Exercise materials:
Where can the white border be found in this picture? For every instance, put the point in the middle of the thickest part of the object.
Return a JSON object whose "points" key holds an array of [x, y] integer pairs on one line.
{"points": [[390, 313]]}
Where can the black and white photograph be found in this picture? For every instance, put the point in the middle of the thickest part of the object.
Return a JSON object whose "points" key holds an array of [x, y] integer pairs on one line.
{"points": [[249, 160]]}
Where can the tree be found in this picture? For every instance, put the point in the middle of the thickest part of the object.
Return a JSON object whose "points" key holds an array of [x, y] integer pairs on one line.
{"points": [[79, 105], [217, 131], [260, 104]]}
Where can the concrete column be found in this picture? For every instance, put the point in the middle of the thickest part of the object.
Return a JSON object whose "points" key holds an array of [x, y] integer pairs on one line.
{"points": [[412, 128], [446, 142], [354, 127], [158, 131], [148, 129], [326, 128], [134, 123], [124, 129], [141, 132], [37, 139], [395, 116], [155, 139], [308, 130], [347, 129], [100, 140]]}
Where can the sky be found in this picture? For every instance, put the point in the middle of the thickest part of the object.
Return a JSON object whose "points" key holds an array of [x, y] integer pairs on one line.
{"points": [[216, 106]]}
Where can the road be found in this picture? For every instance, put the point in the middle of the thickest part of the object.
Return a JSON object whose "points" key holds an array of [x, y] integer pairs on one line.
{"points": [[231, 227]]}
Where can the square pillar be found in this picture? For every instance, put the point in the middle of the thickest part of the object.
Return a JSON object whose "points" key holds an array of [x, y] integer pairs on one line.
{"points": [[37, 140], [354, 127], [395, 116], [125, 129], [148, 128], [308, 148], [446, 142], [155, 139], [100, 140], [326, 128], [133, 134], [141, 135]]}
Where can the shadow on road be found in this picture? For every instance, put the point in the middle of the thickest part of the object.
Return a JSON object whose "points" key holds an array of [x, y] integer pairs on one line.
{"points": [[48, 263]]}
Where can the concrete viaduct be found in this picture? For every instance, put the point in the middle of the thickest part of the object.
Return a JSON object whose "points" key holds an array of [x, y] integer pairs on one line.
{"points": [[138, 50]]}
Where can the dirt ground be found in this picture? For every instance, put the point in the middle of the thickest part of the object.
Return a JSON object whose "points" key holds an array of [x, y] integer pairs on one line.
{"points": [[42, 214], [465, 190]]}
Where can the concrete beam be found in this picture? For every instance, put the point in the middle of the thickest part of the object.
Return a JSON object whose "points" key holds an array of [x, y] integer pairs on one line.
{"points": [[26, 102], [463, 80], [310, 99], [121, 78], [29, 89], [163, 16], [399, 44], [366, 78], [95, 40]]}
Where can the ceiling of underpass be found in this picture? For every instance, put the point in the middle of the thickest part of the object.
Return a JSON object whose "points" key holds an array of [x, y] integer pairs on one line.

Problem requirements: Please return every line of the material above word for word, with nothing changed, added, or left out.

Finished task:
Where can the white border be found in this picture? For every instance, put the point in the middle of the thickest part of the object.
Return a JSON object whose "points" key holds an array of [x, y] integer pairs on one line.
{"points": [[390, 313]]}
Where can the black and white photograph be found in this picture? For every instance, put the point in the middle of the thickest part of the object.
Return a JSON object whose "points" key holds an array of [x, y] integer pairs on one line.
{"points": [[249, 160]]}
Where can the tree be found in this picture? For every instance, put the point in the middle of the thickest part of the object.
Return a JSON object whose "points" key holds an array of [x, y] integer pairs on one line.
{"points": [[79, 105], [217, 131], [260, 104]]}
Where can the concrete column be found in this picture? For every instance, put the point in the middle of the thickest part of the object.
Return a JSON object whose "points" key holds an array of [x, y] integer pairs on one line.
{"points": [[412, 128], [446, 142], [354, 127], [158, 131], [148, 129], [326, 128], [134, 123], [124, 129], [141, 132], [37, 139], [395, 116], [155, 139], [308, 130], [347, 129], [100, 140]]}
Where can the sky be found in this picture? For every instance, put the point in the middle of the thickest part of the object.
Return a JSON object whose "points" key holds an array of [x, y] integer pairs on one line.
{"points": [[216, 106]]}
Where can the road be found in this picture? For every instance, put the point in the middle of the thickest part of the object.
Return a JSON object whose "points" key holds an array of [x, y] integer pairs on one line.
{"points": [[231, 227]]}
Where can the square pillar be found in this picture? For every instance, put the point in the middle of the thickest part of the object.
Return a JSON object whose "points" key holds an array of [x, y] integer pairs on one line.
{"points": [[37, 140], [354, 127], [395, 116], [125, 129], [148, 128], [308, 148], [446, 142], [155, 139], [100, 140], [326, 128], [133, 134], [141, 135]]}
Where can the shadow on road be found in this picture? For every instance, put the point in the middle of the thickest part of the object.
Return a JSON object whose "points" key holds an array of [x, y] integer pairs on one line.
{"points": [[48, 263]]}
Where can the concrete viaduct be found in this picture? For every instance, put the point in the middle of the thickest part of the object.
Return a JSON object whose "points" key holds an array of [x, y] integer pairs on one line.
{"points": [[138, 50]]}
Where can the dirt ground be found in this picture? For every instance, put the point in the middle of the thickest part of the object.
Return a JSON object whose "points" key holds an array of [x, y] integer pairs on one line.
{"points": [[42, 214], [465, 190]]}
Where can the concrete beam be found in this picture? For every instance, put the point in the middle of the thickest part of the object.
Return a JSON object whose "points" key holds an array of [x, y] integer pairs on one line.
{"points": [[26, 102], [463, 80], [310, 99], [121, 78], [29, 89], [163, 16], [399, 44], [366, 78], [95, 40]]}
Where can the ceiling of underpass be found in this picture? For every instance, put the point in the middle of the thickest part of the object.
Return a JSON object whose "points" key holds an array of [x, y] integer pairs on one line.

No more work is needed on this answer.